## Exercise task
Select each of the lines below that contains the word "black", and copy every one of those lines. Matching is case-sensitive.

## Task material
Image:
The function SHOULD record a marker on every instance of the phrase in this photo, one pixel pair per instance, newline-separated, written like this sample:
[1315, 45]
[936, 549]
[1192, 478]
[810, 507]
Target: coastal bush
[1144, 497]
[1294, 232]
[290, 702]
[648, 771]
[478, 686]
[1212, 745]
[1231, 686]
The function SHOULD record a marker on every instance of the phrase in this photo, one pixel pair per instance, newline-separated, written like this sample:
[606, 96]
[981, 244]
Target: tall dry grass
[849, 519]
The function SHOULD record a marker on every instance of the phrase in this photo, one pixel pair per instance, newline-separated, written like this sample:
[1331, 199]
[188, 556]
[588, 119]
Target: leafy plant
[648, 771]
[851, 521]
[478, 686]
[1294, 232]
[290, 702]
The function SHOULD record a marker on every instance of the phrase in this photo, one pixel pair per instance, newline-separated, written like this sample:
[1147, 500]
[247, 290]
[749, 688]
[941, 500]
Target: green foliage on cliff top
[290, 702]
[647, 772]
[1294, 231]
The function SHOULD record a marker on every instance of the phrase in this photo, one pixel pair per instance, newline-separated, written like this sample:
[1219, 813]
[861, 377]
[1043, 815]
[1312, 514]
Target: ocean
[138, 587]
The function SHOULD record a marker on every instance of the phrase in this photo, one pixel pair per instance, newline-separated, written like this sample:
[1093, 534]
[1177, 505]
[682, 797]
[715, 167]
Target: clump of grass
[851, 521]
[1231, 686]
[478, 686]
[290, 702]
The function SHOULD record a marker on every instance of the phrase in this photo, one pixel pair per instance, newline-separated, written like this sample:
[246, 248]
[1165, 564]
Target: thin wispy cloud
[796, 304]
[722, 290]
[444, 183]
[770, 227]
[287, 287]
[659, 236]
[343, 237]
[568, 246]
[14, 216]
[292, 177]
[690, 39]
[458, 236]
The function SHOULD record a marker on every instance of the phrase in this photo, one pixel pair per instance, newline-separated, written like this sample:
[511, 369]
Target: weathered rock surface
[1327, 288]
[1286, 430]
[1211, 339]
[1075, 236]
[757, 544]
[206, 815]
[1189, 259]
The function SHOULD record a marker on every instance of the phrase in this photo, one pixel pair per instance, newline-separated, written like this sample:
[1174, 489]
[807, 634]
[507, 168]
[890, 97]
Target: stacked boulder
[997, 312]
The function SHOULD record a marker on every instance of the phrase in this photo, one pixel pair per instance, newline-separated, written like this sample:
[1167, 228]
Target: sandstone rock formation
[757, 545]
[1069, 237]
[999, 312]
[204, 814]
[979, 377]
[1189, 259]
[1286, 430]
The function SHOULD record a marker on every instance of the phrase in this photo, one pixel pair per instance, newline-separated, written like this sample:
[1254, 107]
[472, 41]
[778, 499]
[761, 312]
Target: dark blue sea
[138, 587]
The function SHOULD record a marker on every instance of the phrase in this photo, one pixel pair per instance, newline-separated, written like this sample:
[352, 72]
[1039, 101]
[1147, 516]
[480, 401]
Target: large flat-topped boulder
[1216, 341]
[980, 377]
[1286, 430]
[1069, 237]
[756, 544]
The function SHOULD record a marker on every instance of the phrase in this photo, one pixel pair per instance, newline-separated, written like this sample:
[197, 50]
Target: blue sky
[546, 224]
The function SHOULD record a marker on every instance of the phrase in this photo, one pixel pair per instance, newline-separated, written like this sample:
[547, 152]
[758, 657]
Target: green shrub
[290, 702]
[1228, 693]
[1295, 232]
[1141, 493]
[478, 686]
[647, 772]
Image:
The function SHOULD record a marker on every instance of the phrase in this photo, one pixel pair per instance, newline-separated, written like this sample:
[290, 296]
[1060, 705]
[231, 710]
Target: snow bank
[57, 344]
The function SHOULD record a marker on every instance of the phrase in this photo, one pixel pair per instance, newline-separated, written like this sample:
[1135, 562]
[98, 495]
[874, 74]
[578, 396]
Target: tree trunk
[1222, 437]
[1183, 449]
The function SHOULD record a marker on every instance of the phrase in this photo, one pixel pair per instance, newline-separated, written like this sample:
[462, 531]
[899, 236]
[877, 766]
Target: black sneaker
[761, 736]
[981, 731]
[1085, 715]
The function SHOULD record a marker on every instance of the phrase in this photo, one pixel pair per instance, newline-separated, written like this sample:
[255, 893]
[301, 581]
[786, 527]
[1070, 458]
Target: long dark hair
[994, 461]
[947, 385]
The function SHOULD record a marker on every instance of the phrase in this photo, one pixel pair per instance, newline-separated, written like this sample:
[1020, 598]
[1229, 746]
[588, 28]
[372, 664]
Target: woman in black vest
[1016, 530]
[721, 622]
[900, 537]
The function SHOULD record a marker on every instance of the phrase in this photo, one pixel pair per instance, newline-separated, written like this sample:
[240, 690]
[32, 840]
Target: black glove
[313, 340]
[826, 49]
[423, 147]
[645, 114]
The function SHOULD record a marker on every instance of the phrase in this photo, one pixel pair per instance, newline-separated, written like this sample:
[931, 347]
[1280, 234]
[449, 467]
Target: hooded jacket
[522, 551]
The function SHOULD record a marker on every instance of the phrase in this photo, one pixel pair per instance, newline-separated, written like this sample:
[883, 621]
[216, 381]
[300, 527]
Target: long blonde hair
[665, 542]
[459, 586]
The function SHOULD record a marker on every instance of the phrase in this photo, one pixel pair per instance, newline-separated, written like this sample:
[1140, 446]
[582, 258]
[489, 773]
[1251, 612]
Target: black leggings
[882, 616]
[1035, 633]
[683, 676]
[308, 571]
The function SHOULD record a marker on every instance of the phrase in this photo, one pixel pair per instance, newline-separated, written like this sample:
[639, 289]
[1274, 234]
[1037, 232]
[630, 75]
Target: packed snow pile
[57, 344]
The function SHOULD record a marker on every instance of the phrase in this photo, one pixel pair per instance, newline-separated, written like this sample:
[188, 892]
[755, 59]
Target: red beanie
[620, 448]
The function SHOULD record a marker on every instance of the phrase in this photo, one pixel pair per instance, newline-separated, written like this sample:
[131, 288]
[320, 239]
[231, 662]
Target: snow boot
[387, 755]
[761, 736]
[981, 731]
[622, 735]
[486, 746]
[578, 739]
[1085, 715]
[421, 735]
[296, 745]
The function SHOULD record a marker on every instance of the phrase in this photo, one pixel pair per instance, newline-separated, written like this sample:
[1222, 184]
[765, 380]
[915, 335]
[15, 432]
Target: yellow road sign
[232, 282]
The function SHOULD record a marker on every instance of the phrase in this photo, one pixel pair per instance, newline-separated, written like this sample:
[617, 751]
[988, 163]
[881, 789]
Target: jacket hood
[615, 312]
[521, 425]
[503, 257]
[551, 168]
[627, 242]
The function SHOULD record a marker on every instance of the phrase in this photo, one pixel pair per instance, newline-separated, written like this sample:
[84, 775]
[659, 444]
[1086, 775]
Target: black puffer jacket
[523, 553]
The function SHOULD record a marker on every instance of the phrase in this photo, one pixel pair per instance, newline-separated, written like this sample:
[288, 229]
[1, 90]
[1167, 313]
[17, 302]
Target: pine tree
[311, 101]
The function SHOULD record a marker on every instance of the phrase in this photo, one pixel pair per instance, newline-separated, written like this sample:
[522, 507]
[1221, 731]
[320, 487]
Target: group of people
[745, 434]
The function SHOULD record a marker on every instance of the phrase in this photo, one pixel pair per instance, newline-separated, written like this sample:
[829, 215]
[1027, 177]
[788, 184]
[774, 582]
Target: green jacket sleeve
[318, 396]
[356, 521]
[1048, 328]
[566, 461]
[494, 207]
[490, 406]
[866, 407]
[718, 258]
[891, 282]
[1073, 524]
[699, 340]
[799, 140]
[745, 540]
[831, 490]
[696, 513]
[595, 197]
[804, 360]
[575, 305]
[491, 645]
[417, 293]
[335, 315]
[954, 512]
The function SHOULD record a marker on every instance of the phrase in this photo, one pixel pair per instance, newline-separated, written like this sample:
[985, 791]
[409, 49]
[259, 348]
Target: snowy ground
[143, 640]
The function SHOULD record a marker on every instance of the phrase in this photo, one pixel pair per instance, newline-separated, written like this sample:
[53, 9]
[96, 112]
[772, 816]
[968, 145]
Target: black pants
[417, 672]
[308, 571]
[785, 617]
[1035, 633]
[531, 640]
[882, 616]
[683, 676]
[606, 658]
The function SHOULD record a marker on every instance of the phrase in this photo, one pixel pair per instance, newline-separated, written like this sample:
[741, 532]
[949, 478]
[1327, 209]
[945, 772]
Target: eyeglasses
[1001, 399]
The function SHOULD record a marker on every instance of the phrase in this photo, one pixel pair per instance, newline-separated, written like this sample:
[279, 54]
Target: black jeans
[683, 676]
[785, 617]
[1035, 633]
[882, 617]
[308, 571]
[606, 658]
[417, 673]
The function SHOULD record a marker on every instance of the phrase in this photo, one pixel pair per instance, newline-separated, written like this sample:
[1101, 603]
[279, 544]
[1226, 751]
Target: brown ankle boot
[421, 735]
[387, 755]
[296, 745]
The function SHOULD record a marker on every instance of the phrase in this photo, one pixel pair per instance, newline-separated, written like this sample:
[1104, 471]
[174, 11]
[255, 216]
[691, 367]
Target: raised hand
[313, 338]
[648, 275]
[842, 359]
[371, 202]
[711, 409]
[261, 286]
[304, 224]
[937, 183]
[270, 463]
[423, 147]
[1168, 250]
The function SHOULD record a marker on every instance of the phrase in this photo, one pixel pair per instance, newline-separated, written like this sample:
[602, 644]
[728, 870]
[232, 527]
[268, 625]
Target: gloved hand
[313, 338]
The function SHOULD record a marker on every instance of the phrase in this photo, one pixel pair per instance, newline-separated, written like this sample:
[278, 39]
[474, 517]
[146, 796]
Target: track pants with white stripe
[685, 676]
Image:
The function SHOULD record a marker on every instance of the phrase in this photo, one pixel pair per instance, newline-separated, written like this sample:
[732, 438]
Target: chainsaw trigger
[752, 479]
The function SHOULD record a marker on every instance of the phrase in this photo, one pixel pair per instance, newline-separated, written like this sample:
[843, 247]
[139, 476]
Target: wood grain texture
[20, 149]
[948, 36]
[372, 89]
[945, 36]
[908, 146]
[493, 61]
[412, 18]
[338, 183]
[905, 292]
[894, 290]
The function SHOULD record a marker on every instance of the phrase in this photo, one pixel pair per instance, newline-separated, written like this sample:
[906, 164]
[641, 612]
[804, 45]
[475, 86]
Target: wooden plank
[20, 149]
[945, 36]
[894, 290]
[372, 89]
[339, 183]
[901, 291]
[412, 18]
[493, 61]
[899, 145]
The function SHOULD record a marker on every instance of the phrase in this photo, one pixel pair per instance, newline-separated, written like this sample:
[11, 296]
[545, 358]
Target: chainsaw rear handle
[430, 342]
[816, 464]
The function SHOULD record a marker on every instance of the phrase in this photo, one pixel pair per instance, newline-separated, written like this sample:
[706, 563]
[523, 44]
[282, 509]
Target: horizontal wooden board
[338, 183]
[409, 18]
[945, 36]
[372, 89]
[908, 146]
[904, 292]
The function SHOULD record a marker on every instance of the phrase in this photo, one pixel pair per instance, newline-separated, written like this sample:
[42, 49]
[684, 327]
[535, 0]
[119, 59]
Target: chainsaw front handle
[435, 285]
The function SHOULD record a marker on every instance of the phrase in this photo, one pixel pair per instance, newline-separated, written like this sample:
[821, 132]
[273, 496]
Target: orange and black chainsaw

## Result below
Target: black sneaker
Target: woman in black vest
Target: black glove
Target: black leggings
Target: black puffer jacket
Target: black pants
Target: black jeans
Target: orange and black chainsaw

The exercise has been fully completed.